# [Task description]
Only the lines from the one holding "Could you please indicate the metal" to the end of the data should be echoed, exactly as they appear, minus the pictures.

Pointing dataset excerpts
■ ■ ■ ■ ■
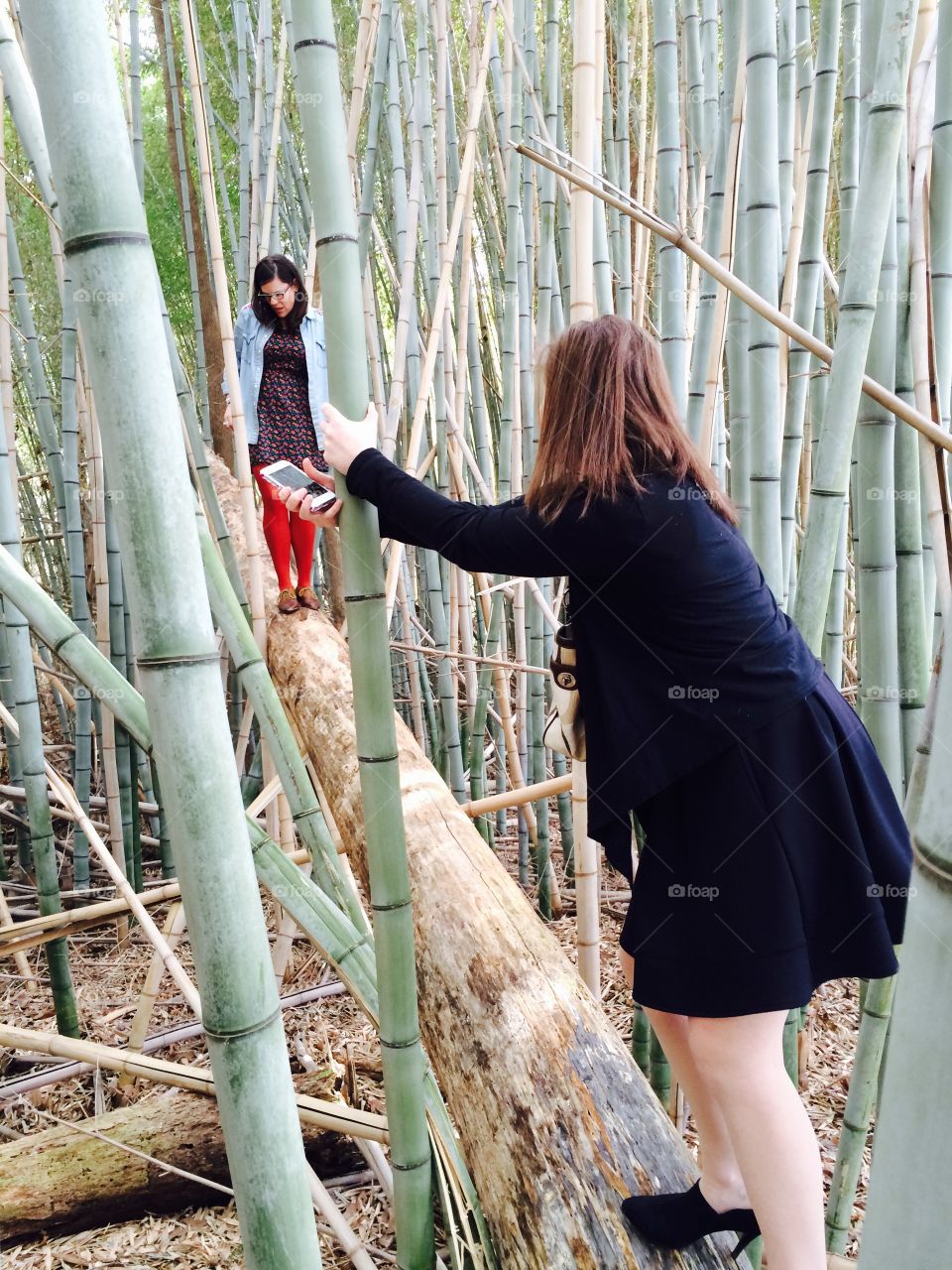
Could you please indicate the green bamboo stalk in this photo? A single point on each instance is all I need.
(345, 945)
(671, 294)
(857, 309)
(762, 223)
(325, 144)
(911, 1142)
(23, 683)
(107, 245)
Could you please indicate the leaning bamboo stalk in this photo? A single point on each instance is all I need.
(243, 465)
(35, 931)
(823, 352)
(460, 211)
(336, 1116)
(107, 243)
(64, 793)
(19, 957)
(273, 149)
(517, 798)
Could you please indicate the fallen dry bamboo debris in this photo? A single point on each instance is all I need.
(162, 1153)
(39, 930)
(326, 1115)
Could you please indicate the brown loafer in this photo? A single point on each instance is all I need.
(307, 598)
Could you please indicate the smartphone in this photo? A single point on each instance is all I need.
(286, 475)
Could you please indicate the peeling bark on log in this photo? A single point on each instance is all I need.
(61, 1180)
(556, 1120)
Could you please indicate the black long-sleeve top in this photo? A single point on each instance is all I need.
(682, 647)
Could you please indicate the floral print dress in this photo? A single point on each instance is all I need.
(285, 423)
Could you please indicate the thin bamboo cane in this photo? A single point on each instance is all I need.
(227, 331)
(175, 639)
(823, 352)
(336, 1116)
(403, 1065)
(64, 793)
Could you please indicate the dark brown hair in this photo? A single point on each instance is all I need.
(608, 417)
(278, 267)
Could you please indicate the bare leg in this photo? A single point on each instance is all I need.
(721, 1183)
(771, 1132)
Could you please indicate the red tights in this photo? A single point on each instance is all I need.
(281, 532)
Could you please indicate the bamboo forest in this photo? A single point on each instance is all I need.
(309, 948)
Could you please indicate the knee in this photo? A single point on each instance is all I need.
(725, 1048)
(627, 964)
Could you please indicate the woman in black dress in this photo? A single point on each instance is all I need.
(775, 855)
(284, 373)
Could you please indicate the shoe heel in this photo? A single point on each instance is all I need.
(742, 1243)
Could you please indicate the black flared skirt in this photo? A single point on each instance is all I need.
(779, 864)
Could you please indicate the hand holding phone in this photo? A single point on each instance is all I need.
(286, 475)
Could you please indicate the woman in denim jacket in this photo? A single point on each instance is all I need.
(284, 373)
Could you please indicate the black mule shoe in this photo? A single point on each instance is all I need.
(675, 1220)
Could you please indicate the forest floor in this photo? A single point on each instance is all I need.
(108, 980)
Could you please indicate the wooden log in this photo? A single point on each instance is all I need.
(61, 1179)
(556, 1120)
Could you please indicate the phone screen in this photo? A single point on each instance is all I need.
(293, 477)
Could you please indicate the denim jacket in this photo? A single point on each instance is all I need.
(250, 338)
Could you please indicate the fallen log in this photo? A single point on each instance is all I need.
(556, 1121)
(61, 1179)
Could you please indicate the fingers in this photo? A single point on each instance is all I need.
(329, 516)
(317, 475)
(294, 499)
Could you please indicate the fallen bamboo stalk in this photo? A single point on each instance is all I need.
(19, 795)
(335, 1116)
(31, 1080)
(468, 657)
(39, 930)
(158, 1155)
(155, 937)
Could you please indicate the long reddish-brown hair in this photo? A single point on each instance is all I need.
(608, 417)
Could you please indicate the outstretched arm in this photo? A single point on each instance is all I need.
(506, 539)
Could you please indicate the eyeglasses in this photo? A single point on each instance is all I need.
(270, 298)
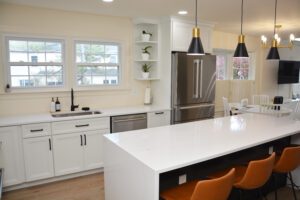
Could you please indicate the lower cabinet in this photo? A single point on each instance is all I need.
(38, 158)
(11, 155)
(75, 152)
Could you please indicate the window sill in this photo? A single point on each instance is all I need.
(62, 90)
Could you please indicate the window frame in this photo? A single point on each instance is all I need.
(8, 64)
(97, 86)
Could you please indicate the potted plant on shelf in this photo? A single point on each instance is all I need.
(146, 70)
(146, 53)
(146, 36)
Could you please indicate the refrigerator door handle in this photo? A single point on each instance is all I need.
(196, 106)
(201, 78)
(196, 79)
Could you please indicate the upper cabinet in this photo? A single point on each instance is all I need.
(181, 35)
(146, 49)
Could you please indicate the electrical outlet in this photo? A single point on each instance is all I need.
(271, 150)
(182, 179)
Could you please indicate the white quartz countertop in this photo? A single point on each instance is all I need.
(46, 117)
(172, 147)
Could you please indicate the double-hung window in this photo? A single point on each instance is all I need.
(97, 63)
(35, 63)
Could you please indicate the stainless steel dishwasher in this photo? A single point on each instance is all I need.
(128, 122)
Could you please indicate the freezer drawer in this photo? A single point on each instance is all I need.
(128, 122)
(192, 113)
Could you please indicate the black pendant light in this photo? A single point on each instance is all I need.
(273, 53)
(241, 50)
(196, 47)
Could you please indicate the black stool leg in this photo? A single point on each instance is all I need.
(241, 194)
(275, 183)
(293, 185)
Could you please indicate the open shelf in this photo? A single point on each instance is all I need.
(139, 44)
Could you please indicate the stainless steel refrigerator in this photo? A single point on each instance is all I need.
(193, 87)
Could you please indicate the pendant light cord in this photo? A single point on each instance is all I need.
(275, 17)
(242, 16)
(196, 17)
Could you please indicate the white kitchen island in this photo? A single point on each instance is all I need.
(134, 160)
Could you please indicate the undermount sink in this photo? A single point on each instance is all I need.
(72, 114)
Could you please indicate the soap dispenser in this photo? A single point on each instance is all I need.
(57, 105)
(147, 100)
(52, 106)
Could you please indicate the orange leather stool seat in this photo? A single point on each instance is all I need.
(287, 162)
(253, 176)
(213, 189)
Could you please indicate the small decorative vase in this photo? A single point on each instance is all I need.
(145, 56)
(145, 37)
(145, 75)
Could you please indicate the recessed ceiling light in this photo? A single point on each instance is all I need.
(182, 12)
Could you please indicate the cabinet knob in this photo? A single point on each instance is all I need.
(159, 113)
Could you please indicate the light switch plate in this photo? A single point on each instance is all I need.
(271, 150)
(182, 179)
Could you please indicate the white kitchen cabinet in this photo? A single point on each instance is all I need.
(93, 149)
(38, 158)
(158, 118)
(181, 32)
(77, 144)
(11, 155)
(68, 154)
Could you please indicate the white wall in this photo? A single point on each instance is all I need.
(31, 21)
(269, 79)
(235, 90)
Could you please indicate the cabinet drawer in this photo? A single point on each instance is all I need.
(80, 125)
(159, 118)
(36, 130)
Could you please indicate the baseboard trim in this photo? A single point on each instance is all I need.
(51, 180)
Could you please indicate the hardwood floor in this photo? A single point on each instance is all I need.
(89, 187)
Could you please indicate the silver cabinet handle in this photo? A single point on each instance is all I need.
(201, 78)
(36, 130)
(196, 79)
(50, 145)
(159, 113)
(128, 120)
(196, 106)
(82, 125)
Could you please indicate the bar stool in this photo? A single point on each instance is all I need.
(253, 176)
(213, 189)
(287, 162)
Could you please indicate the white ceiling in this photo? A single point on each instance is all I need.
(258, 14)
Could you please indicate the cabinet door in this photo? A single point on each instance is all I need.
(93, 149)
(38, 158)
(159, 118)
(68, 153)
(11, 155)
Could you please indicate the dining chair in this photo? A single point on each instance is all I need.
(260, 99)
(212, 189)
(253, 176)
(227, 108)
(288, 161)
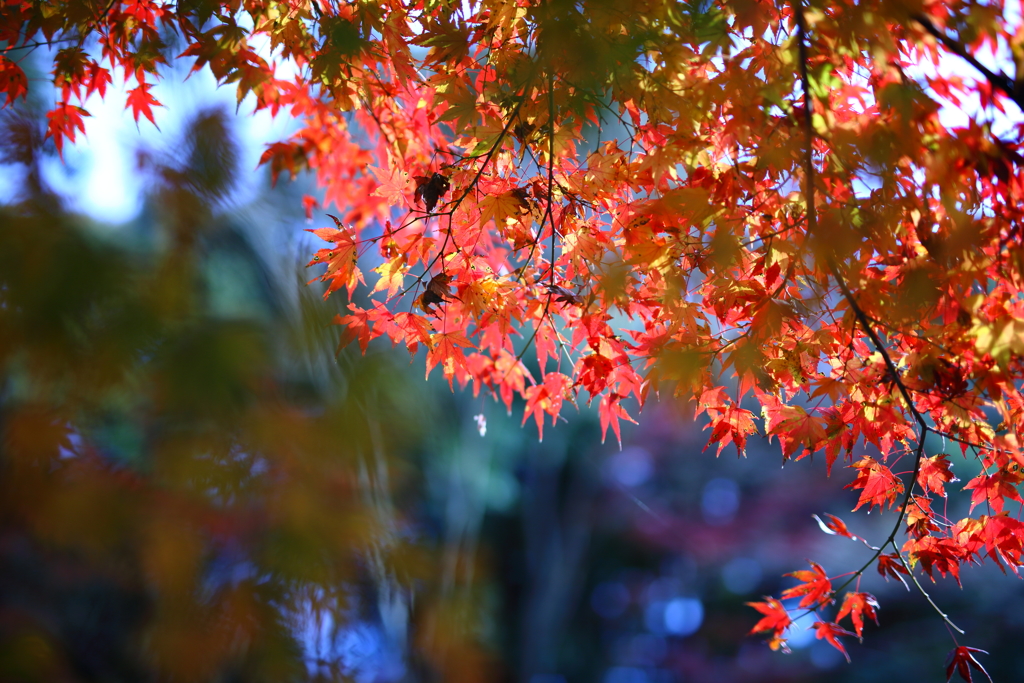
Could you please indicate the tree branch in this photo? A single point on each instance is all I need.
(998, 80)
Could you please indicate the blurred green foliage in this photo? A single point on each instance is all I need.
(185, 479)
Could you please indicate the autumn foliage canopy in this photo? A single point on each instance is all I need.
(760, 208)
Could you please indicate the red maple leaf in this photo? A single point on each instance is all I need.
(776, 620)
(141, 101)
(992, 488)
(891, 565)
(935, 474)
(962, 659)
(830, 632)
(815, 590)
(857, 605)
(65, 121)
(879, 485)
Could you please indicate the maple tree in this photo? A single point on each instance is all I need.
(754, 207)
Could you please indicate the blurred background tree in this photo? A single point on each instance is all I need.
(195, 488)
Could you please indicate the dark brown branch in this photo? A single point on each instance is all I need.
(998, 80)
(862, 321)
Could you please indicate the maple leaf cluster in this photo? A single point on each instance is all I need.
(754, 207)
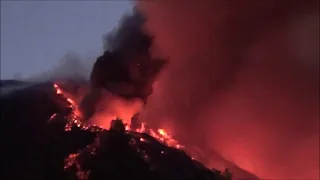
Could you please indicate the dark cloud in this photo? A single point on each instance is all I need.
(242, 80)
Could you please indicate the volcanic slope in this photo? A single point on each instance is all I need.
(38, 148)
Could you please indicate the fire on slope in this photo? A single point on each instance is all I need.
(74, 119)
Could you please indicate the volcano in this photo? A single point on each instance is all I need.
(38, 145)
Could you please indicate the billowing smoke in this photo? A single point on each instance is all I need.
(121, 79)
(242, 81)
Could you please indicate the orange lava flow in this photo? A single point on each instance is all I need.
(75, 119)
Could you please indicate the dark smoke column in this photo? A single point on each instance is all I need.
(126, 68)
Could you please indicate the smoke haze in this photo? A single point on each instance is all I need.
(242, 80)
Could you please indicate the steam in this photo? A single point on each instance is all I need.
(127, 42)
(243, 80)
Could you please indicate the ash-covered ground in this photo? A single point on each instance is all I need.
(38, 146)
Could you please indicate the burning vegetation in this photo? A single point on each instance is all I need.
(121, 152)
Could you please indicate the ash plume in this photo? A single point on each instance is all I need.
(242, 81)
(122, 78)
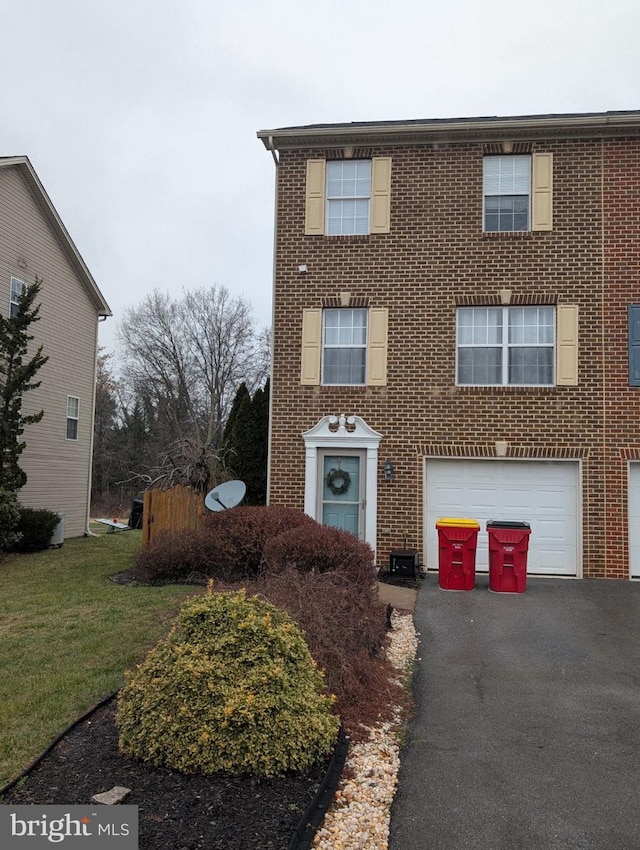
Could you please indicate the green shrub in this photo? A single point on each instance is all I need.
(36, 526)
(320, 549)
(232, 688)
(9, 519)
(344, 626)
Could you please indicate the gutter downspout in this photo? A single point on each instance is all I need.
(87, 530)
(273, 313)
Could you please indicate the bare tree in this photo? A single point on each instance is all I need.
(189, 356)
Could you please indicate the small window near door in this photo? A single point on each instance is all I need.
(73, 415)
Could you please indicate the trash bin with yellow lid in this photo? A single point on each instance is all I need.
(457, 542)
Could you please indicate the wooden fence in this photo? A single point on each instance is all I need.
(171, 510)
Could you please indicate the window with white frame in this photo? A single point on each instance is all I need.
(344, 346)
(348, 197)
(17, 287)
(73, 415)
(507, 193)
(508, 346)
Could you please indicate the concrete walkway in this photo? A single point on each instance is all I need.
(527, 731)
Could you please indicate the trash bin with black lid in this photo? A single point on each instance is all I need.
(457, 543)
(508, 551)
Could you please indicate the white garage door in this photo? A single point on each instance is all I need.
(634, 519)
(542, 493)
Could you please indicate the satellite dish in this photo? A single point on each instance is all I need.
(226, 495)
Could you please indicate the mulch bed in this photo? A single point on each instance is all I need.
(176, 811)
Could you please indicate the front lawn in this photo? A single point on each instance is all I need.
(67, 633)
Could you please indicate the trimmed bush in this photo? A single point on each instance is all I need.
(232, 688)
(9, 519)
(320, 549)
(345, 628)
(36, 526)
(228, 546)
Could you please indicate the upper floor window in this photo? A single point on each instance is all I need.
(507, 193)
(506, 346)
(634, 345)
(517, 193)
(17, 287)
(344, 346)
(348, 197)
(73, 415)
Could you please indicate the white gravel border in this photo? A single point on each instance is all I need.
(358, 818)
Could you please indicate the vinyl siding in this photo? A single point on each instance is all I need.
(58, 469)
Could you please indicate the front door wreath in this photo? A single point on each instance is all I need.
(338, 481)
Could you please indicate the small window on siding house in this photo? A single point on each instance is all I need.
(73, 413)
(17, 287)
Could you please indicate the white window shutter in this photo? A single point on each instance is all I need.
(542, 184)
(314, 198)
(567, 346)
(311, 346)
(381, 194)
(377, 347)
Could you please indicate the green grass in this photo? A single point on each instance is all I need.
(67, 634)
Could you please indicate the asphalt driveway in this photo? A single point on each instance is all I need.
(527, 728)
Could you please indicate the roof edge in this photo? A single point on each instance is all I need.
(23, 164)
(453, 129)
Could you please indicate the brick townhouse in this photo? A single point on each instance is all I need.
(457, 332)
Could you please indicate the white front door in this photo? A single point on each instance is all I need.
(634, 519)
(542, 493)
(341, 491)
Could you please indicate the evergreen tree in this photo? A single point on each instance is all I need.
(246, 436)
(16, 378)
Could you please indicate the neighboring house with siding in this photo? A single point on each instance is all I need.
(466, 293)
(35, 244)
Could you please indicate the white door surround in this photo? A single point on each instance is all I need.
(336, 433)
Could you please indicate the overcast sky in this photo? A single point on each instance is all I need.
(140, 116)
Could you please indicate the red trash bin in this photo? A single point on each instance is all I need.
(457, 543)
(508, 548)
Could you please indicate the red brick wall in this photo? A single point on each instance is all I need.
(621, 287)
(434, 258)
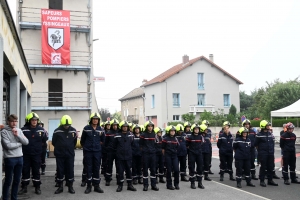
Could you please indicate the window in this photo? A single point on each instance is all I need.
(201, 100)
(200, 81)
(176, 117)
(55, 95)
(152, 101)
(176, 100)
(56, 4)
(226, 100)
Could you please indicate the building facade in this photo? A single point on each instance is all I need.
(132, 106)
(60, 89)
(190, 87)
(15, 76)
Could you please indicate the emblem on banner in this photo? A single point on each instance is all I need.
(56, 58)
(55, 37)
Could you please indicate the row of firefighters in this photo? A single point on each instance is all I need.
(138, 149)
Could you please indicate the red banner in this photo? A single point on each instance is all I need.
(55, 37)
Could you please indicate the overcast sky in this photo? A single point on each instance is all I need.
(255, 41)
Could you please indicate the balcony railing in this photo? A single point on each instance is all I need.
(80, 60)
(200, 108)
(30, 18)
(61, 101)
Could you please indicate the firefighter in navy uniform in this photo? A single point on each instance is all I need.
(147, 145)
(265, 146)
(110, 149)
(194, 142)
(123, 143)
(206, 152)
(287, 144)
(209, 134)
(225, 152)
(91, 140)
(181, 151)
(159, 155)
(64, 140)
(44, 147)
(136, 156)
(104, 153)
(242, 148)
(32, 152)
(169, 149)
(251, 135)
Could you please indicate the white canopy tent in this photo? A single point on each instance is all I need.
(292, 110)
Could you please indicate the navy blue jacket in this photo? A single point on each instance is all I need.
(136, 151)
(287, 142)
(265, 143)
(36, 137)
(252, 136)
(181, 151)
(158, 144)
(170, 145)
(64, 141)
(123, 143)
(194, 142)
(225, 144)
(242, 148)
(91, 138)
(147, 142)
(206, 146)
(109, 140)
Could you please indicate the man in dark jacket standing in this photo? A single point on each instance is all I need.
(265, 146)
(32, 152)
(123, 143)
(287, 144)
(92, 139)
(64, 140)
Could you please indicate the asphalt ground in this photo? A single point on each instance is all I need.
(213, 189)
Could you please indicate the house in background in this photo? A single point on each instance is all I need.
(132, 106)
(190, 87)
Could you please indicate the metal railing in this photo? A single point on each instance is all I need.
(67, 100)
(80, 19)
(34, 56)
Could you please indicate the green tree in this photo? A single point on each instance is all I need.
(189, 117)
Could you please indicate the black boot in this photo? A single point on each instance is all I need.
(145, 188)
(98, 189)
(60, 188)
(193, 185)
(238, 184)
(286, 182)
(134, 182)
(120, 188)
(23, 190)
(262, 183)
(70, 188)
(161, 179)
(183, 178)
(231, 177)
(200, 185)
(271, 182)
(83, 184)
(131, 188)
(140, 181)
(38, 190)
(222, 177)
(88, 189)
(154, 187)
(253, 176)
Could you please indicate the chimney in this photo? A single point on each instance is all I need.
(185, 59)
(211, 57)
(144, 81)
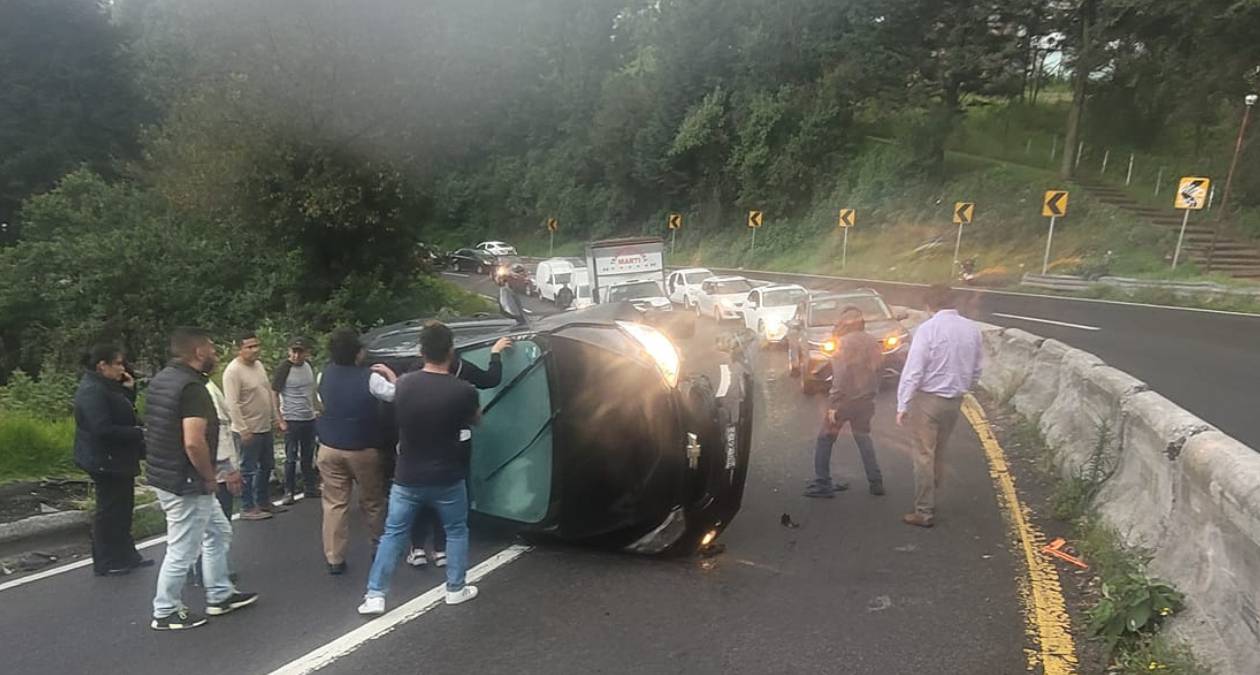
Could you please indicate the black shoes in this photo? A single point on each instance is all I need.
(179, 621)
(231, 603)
■ ■ ■ ■ ■
# [Exercise result]
Could you please indicate the metal railing in this photo? A single point on each instance is all I need.
(67, 100)
(80, 19)
(34, 56)
Could you please indicate the green tree in this photo? A single point on each instance is all I need.
(189, 117)
Could you please indicate the black boot in this photo? A single point on each instance is all I need.
(145, 188)
(98, 189)
(60, 188)
(193, 185)
(238, 184)
(286, 182)
(134, 182)
(120, 188)
(23, 190)
(262, 183)
(70, 188)
(161, 179)
(183, 178)
(231, 177)
(200, 185)
(271, 182)
(83, 184)
(131, 188)
(140, 181)
(38, 190)
(222, 177)
(88, 189)
(154, 187)
(253, 176)
Could you please indicate the chimney in this photo? A single point on each instance is all I need.
(185, 59)
(211, 57)
(144, 81)
Could you please indicate the black shoes in this photo? A single point on each instance is all I need.
(179, 621)
(231, 603)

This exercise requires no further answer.